*** Given records ***
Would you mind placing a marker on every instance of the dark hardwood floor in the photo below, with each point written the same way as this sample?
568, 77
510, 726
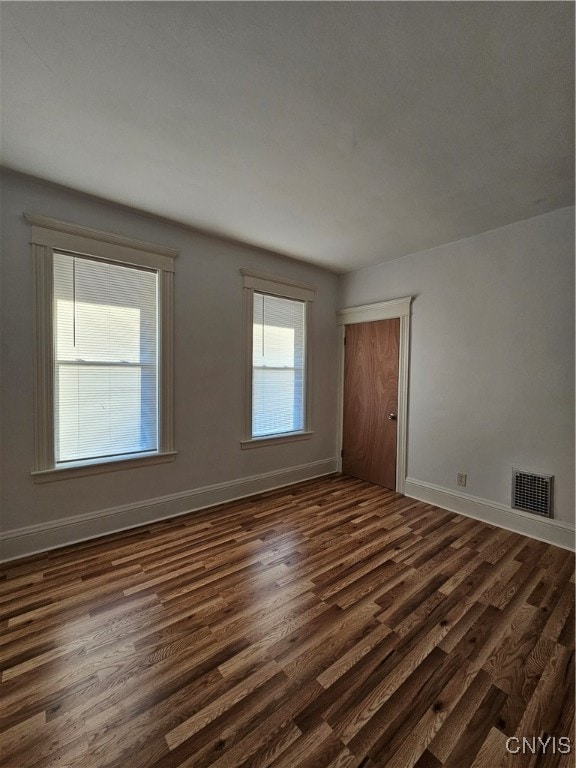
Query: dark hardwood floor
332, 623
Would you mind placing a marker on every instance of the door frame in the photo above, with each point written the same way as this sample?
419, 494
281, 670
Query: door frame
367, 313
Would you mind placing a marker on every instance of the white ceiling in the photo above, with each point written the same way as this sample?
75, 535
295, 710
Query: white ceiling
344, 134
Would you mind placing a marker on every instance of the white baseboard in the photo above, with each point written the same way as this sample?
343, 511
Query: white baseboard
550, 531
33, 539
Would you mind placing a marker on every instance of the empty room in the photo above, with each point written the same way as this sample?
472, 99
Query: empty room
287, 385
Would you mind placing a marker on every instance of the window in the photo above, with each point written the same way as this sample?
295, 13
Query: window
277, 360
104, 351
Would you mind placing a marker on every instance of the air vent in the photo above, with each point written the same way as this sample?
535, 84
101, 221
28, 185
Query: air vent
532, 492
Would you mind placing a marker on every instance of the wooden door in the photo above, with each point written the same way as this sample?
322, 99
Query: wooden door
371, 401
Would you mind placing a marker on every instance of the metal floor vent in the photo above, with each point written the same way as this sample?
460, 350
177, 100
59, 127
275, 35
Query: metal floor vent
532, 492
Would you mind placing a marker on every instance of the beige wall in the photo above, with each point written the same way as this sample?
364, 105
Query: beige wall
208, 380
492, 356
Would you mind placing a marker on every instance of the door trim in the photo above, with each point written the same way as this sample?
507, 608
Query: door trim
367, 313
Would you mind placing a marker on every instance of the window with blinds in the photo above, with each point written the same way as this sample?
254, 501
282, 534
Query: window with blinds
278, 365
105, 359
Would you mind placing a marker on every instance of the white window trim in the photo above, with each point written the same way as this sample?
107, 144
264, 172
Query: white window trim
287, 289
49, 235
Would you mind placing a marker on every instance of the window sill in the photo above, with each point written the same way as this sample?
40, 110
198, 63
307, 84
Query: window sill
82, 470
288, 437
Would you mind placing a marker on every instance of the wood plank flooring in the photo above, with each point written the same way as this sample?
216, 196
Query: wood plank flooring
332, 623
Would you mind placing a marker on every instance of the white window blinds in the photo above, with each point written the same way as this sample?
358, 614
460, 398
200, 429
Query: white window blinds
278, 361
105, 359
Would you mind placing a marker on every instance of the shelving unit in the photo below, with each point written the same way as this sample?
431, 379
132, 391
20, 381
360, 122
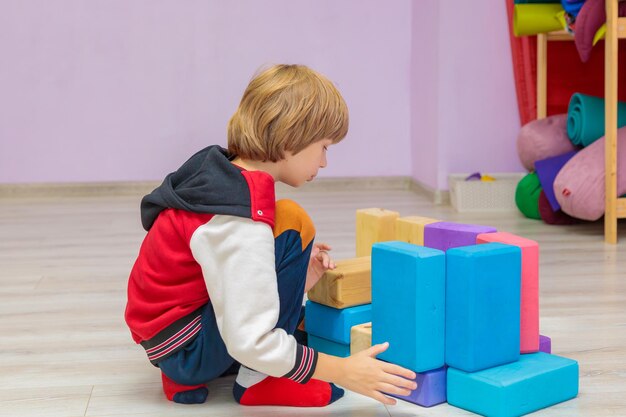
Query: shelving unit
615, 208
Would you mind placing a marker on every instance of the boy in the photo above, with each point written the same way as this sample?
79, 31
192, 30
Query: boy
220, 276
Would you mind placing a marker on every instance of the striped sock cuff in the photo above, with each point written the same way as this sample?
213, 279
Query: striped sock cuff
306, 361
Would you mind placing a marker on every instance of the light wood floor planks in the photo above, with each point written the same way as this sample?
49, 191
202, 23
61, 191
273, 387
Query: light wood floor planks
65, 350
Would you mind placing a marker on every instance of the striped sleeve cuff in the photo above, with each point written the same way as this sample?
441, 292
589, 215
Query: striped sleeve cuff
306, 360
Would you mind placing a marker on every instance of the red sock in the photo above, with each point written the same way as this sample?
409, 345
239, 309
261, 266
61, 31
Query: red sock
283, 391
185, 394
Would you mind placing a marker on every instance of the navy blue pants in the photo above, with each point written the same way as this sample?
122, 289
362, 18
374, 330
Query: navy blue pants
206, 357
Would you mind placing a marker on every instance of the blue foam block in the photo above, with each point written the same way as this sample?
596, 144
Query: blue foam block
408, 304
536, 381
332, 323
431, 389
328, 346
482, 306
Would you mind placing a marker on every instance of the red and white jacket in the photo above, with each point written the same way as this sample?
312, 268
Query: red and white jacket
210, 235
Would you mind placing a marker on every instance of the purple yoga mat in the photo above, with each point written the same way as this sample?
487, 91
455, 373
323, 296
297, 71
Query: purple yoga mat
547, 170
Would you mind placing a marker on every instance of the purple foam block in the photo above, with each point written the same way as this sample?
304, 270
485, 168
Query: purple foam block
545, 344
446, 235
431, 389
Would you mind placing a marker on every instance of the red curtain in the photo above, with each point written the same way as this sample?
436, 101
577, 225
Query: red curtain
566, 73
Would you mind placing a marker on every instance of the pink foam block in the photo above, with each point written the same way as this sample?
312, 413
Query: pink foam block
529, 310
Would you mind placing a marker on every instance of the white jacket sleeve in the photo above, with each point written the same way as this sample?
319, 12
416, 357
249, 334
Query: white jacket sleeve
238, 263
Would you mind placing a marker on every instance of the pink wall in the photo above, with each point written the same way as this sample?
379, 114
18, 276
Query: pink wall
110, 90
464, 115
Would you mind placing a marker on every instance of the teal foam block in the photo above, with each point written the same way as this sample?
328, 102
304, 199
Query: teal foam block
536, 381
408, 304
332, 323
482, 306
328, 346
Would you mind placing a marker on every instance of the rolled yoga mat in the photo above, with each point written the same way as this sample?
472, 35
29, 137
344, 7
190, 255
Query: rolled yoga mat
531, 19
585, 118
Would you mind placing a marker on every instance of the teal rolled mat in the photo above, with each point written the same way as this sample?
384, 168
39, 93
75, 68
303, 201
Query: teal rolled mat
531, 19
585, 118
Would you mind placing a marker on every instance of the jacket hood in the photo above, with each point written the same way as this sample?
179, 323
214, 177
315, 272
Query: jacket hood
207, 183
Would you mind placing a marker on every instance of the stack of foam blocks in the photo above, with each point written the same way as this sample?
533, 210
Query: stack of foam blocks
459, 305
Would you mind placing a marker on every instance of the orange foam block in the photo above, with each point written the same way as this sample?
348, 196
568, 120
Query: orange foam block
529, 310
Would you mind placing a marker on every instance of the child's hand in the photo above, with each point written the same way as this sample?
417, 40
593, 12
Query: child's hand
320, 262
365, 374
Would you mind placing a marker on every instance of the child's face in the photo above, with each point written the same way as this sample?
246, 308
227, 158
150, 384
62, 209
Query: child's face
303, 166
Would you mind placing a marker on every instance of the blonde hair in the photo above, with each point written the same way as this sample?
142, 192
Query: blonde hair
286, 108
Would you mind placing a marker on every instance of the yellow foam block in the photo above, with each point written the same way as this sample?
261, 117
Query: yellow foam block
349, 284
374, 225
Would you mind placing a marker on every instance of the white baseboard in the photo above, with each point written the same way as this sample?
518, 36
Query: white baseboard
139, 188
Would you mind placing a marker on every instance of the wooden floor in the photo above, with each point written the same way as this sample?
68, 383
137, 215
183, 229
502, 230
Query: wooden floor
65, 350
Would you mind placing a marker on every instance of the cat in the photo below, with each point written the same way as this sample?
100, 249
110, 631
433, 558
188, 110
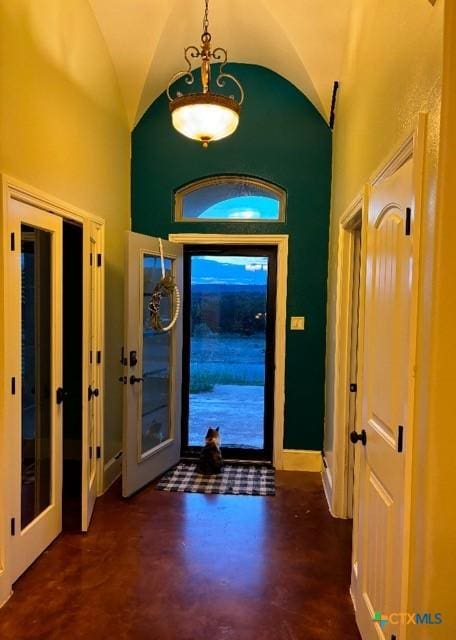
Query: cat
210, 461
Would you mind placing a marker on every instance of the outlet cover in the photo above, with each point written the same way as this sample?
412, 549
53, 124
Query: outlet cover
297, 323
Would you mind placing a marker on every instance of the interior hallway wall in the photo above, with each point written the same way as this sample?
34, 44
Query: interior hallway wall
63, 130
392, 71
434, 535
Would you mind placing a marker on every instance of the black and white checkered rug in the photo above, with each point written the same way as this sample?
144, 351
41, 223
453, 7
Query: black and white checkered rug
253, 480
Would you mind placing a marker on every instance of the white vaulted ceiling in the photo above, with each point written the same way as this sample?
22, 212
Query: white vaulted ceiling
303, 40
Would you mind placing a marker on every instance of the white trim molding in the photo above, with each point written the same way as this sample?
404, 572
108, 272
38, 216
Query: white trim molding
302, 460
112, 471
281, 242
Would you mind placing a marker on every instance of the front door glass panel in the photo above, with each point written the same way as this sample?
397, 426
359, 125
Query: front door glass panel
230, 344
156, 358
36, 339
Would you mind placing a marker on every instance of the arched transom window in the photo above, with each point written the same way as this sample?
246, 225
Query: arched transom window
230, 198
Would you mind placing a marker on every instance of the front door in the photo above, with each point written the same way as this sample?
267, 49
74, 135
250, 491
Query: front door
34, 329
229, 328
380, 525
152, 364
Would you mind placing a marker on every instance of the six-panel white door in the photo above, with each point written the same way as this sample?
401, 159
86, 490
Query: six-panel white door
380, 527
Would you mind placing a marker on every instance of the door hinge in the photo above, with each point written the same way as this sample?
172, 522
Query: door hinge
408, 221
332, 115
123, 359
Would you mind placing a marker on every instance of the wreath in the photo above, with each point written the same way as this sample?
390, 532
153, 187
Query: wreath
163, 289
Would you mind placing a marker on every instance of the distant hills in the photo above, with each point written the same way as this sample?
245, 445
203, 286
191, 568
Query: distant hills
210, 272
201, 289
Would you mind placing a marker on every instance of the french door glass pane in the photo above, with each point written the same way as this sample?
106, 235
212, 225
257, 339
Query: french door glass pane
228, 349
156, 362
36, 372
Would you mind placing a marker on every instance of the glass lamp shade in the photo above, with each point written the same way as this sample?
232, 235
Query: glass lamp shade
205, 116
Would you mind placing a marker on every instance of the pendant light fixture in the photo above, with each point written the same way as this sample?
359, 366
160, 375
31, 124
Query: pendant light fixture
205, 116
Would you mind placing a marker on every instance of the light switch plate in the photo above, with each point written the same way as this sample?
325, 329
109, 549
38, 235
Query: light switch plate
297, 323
*** End of Given records ***
*** Given records ***
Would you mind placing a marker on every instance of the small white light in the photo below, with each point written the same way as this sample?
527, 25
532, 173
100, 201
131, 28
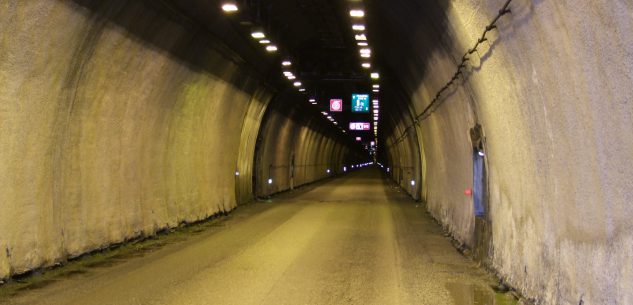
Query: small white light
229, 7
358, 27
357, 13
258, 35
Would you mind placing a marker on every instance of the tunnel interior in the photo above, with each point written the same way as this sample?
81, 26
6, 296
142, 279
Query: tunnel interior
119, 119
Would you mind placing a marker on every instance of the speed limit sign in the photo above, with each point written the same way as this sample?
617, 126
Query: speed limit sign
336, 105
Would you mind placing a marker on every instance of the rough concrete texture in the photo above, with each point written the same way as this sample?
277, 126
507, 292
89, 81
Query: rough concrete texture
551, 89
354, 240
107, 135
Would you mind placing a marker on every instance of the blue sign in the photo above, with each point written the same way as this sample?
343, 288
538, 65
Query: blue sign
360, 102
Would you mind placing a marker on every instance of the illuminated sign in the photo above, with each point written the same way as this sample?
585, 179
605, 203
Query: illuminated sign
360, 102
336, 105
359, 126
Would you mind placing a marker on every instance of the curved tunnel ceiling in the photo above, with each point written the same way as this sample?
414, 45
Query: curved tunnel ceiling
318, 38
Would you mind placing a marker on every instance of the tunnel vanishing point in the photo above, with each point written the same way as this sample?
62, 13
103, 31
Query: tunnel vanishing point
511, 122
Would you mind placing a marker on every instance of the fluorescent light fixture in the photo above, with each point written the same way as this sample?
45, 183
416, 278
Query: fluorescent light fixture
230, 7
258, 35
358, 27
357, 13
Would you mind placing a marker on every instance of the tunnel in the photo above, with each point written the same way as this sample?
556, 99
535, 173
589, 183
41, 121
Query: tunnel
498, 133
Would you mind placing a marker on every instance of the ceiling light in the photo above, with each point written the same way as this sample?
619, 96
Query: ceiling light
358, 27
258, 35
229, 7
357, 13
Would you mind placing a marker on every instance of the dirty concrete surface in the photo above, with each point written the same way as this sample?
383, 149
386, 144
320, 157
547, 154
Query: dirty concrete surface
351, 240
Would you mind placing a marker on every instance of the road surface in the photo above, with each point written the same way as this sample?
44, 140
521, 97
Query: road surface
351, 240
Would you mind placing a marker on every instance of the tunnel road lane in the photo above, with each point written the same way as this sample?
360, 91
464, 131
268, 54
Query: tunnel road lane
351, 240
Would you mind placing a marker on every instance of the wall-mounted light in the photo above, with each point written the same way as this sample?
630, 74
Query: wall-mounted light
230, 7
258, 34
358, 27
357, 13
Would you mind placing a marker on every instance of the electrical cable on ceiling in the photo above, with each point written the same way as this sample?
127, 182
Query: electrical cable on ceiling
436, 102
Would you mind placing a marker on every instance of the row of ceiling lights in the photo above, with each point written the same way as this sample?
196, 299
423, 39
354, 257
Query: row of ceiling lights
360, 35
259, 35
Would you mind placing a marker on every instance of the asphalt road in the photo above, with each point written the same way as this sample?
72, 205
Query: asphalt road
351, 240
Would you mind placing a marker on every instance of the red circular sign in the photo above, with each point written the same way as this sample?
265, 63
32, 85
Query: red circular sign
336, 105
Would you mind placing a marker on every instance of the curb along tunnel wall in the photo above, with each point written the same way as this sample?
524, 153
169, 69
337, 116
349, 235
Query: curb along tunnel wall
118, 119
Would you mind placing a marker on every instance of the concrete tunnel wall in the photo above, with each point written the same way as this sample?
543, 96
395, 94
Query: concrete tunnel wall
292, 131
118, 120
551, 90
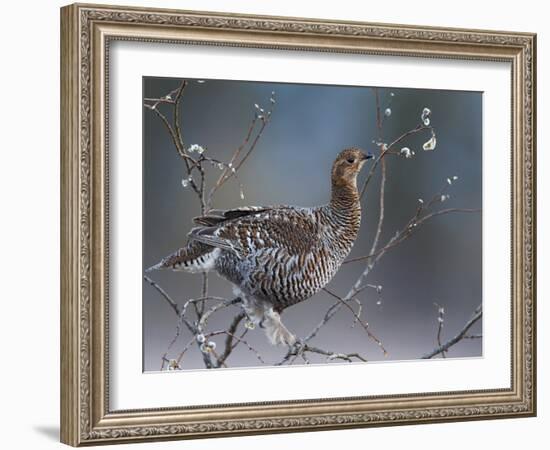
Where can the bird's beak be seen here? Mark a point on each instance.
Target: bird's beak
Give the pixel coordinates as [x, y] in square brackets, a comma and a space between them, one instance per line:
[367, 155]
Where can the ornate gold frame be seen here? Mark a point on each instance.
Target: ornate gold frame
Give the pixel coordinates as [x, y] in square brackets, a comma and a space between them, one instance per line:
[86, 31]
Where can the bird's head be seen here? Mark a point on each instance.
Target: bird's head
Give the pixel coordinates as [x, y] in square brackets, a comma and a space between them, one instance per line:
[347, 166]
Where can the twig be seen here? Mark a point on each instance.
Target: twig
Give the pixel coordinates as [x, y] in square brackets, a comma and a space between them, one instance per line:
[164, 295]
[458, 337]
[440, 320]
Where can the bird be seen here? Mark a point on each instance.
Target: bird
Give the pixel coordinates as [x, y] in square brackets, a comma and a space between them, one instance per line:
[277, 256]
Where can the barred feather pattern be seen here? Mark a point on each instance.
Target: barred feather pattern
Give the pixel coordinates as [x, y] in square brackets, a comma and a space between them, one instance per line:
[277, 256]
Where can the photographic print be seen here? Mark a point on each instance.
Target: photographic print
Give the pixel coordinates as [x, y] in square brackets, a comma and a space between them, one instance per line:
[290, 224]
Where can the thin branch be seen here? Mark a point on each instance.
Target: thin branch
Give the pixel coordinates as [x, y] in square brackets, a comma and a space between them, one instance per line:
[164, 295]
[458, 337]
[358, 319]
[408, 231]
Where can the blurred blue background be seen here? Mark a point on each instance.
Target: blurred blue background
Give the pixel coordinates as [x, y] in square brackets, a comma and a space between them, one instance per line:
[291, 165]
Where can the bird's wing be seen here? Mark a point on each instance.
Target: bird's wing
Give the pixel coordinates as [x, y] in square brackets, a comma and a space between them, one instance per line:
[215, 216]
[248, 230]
*** End of Given records ***
*** Given records ***
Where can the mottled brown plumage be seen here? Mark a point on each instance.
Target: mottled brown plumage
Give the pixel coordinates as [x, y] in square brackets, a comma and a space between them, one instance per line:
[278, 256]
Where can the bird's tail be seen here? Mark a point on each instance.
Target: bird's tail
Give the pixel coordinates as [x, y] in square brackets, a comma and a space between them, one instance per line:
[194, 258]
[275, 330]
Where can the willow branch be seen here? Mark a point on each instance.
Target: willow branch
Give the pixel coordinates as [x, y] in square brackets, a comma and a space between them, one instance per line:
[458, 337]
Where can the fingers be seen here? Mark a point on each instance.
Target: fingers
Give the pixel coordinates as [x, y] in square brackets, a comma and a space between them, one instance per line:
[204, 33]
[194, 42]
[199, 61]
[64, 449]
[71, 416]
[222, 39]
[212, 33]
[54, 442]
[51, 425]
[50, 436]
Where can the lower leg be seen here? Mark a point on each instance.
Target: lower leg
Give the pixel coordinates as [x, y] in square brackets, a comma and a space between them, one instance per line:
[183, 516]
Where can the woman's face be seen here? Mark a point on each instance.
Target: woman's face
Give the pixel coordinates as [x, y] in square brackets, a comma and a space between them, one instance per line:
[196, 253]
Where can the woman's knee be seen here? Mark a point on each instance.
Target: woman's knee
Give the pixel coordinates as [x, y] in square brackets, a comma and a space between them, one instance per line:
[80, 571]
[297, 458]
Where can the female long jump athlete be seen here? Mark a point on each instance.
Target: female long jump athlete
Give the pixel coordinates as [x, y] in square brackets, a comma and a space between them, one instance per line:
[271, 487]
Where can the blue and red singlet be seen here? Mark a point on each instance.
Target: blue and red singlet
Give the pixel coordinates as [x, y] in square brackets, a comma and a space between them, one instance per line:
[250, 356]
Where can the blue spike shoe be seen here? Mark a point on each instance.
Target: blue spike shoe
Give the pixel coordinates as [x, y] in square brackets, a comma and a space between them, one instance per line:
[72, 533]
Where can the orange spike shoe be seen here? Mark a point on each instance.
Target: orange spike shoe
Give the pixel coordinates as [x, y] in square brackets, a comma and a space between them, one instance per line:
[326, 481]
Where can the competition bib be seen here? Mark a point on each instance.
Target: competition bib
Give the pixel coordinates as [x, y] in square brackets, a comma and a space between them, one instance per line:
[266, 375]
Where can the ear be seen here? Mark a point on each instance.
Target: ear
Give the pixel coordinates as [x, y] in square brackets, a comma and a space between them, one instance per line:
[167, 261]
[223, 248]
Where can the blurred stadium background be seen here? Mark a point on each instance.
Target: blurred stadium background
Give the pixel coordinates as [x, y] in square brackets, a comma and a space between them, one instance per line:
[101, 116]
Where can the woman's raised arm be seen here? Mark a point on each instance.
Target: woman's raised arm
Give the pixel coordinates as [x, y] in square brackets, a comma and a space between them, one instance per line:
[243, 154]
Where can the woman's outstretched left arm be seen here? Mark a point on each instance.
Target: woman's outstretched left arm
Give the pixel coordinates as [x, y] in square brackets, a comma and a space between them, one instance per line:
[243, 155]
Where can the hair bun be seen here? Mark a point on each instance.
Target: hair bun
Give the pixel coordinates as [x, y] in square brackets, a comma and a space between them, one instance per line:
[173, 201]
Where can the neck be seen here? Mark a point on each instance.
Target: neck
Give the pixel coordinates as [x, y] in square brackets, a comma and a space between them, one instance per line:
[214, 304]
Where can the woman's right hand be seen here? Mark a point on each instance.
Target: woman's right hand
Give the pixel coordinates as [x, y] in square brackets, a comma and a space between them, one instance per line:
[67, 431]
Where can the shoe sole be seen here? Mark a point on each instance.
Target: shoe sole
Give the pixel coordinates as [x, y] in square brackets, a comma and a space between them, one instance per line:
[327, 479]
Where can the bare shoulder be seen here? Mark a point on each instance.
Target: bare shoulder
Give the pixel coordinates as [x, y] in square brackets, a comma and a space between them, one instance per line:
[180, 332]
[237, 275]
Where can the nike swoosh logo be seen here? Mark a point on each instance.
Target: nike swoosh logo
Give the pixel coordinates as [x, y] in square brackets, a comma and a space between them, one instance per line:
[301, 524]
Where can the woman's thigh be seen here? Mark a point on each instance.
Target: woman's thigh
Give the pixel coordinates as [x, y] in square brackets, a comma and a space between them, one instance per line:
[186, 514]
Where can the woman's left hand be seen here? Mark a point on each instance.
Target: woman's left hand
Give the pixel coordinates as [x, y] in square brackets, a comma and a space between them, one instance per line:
*** End of Given records ***
Your answer should be a single number: the count of lines in these records that hold the string "head".

2